----- Выбранный текст -----

Неоткуда было бы, вероятно, взяться его мудрости, если бы он шел в своей внутренней жизни гладкой и кем‑то, еще до него, укатанной дорогой.
Легкие праздничные прогулки художника не умудряют. Негде было бы взяться его душевному покою, покою правоты и убежденности, если бы не прошел художник сквозь огонь сомнений и тревог, через пережитую им тяжкую неуверенность в себе и даже непонимание собственного поприща. Можно не сомневаться в том, что на всем когда‑либо придуманном, познанном и сочиненном писателем остались живые, нестираемые следы побежденных им внутренних испытаний.
Очень часто душевная застенчивость мешала Шварцу говорить обо всем этом вслух. Должно быть, именно поэтому он часто, очень часто доверялся своему «гроссбуху», в котором с годами копились заветные раздумья, признания, подробности прожитого и пережитого. Вспоминая и записывая, он, по его собственному выражению, испытывал «некоторое наслаждение от собственной правдивости», и главным образом потому, что не имел перед глазами воображаемого читателя. Воображаемый читатель не заставляет его вспоминать именно то, что ему, читателю, особенно интересно было бы узнать. Ему не мешает назойливая мысль о том, что его неправильно поймут. Перед самим собой он может остаться точным и откровенным до конца.

-----

> Задание 1: Перепишите все записи целиком в виде списка JSON из строк, по одной строке списка на каждую строку записей, пустые строки пропустите. Картинки в ответ не включайте.
Текст и записи никак не связаны друг с другом.

----- Записи к заданию -----

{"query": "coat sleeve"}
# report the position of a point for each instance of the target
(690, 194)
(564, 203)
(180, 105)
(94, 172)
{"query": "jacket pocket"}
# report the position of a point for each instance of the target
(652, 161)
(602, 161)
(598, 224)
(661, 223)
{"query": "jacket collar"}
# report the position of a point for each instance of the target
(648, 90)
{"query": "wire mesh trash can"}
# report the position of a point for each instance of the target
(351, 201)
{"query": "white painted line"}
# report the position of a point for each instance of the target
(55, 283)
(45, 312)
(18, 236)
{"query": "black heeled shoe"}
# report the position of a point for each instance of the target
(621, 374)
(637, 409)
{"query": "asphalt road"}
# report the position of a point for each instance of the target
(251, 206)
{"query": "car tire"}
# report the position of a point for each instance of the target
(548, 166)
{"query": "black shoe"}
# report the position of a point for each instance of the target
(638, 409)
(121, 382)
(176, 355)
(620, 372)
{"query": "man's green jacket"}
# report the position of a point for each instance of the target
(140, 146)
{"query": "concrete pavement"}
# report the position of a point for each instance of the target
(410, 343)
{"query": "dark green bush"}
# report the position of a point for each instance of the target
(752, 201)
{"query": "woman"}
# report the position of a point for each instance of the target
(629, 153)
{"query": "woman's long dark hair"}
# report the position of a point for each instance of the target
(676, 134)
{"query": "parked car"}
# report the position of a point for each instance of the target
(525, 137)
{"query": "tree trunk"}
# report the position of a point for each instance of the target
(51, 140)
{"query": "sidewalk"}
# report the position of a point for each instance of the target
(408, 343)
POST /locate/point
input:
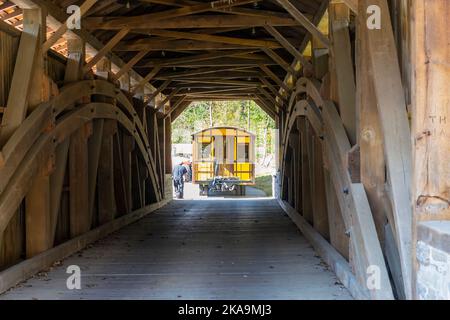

-----

> Задание 2: Повторите слово в слово отрывок из текста о Шварце от слов «Легкие праздничные прогулки» до слов «им внутренних испытаний.» включительно.

> Решение 1:
[
  "{\"query\": \"coat sleeve\"}",
  "# report the position of a point for each instance of the target",
  "(690, 194)",
  "(564, 203)",
  "(180, 105)",
  "(94, 172)",
  "{\"query\": \"jacket pocket\"}",
  "# report the position of a point for each instance of the target",
  "(652, 161)",
  "(602, 161)",
  "(598, 224)",
  "(661, 223)",
  "{\"query\": \"jacket collar\"}",
  "# report the position of a point for each instance of the target",
  "(648, 90)",
  "{\"query\": \"wire mesh trash can\"}",
  "# report the position of a point for each instance of the target",
  "(351, 201)",
  "{\"query\": \"white painted line\"}",
  "# report the position of a point for each instance of the target",
  "(55, 283)",
  "(45, 312)",
  "(18, 236)",
  "{\"query\": \"black heeled shoe\"}",
  "# report the position of a point for each instance of the target",
  "(621, 374)",
  "(637, 409)",
  "{\"query\": \"asphalt road\"}",
  "# report the position of a point for each instance of the target",
  "(251, 206)",
  "{\"query\": \"car tire\"}",
  "# report the position of a point for each instance of the target",
  "(548, 166)",
  "{\"query\": \"black shoe\"}",
  "# report the position of a point for each instance of the target",
  "(638, 409)",
  "(121, 382)",
  "(176, 355)",
  "(620, 372)",
  "{\"query\": \"man's green jacket\"}",
  "# report the position of a point for each instance of the target",
  "(140, 146)",
  "{\"query\": \"concrete pavement\"}",
  "# report the position of a point for each instance of the target",
  "(410, 343)",
  "{\"query\": \"dark green bush\"}",
  "# report the position of a point for each instance of the target",
  "(752, 201)",
  "{\"query\": \"woman\"}",
  "# report the position of a point for each instance of the target",
  "(629, 153)",
  "{\"query\": \"woman's long dark hair\"}",
  "# report the position of a point for each instance of the target",
  "(676, 134)",
  "{\"query\": \"parked car\"}",
  "# report the position of a point for each instance of the target",
  "(525, 137)",
  "{\"query\": \"tree trunk\"}",
  "# report the position of a point for each instance of the target",
  "(51, 140)",
  "{\"query\": \"sidewalk\"}",
  "# report the position of a point for each instance of the target",
  "(408, 343)",
  "POST /locate/point",
  "input:"
]

> Решение 2:
Легкие праздничные прогулки художника не умудряют. Негде было бы взяться его душевному покою, покою правоты и убежденности, если бы не прошел художник сквозь огонь сомнений и тревог, через пережитую им тяжкую неуверенность в себе и даже непонимание собственного поприща. Можно не сомневаться в том, что на всем когда‑либо придуманном, познанном и сочиненном писателем остались живые, нестираемые следы побежденных им внутренних испытаний.